Document passage:
--- begin ---
Five books at a minimum. Every month. A variety of topics from different genres. Here is the list from April 2026.


The Ordeal of Thomas Hutchinson (1974; new 250th anniversary edition published in 2026) by Bernard Bailyn is the history of the native-born royal governor of Massachusetts Bay from 1771–1774 and his fellow American loyalists who found themselves on the losing side of the Revolutionary War. In the preface Bailyn writes that he was taking on this subject to help us see the “tragedy” of the Revolution. Not the sadness, or the error or wrongness of it. But to better understand “the limits within which men struggled . . . the famous and the obscure, the best and the worst, the winners and the losers.” We have to understand those stories—especially of those “who suffered violence and vilification, who were driven out of the land and forced to resettle elsewhere in middle life, and died grieving for the homes they had lost”—if we are to make sense of the Revolution. Thomas Hutchinson was the best-known embodiment of those Americans who still clung to England and who died in exile longing for their native home, a home that was transformed and unrecognizable to them as a result of revolution. This National Book Award-winning masterpiece succeeds in being largely free “of myths, wish fulfillments, and partisan delusion” and also marked “a turning point in historiography, illuminating the overlooked dimensions of American history and the stories that shape nations.”
--- end ---
Set of tasks:
**A)** In the April 2026 reading list, during which years did Thomas Hutchinson serve as royal governor of Massachusetts Bay?
**B)** Write the next few sentences of the April 2026 reading list, starting after its last sentence.

Data:
--- begin ---
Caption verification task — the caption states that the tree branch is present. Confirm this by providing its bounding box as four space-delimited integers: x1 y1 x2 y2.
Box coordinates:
--- end ---
Responses by task:
**A)** 1771–1774

**B)**
From Strength to Strength: Finding Success, Happiness, and Deep Purpose in The Second Half of Life (2022) by Arthur C. Brooks begins with the premise that too many of us believe that the more successful we are the less susceptible we become to the sense of professional and social irrelevance that often accompanies aging. But Brooks asserts that our belief in our ongoing relevance simply isn’t true. Aging and decline are inevitable. A social scientist, Brooks chronicles his own journey, beginning at age 50 at the height of his career, to see if he could transform his future from disappointment to an opportunity for progress in new and unexpected ways. Depending on your perspective and personal experience, he either succeeded or simply finally found wisdom about the world as it works that many intuitively know or find through family, experience, or faith without having to read a self-help book.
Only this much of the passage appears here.